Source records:
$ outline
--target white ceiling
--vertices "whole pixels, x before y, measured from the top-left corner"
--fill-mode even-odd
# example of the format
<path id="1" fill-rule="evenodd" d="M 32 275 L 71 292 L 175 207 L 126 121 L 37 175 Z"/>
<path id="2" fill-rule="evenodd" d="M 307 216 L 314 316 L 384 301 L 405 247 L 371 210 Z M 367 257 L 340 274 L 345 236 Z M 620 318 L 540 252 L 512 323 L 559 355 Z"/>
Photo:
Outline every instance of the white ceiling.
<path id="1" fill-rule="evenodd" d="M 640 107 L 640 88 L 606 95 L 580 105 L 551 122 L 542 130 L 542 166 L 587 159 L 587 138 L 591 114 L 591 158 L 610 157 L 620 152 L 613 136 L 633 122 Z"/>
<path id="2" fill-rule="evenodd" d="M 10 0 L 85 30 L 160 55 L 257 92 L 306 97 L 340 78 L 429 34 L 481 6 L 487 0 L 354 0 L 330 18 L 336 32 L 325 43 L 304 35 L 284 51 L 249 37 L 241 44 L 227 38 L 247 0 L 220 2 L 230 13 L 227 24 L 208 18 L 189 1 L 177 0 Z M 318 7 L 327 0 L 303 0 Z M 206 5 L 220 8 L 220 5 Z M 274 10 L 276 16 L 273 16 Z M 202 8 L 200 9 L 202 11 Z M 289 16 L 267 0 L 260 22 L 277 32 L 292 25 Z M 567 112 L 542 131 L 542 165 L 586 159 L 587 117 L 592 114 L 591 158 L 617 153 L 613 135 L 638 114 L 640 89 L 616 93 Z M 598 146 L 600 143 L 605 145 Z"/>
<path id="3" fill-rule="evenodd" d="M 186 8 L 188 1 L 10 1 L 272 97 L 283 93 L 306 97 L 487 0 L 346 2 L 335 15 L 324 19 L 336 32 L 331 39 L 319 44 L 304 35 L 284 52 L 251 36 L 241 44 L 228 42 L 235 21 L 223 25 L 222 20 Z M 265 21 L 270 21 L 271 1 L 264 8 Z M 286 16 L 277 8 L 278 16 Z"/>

What the task requires: Please gather every line of the rows above that contains the word "white" and copy each one in full.

Complete output:
--target white ceiling
Outline every instance of the white ceiling.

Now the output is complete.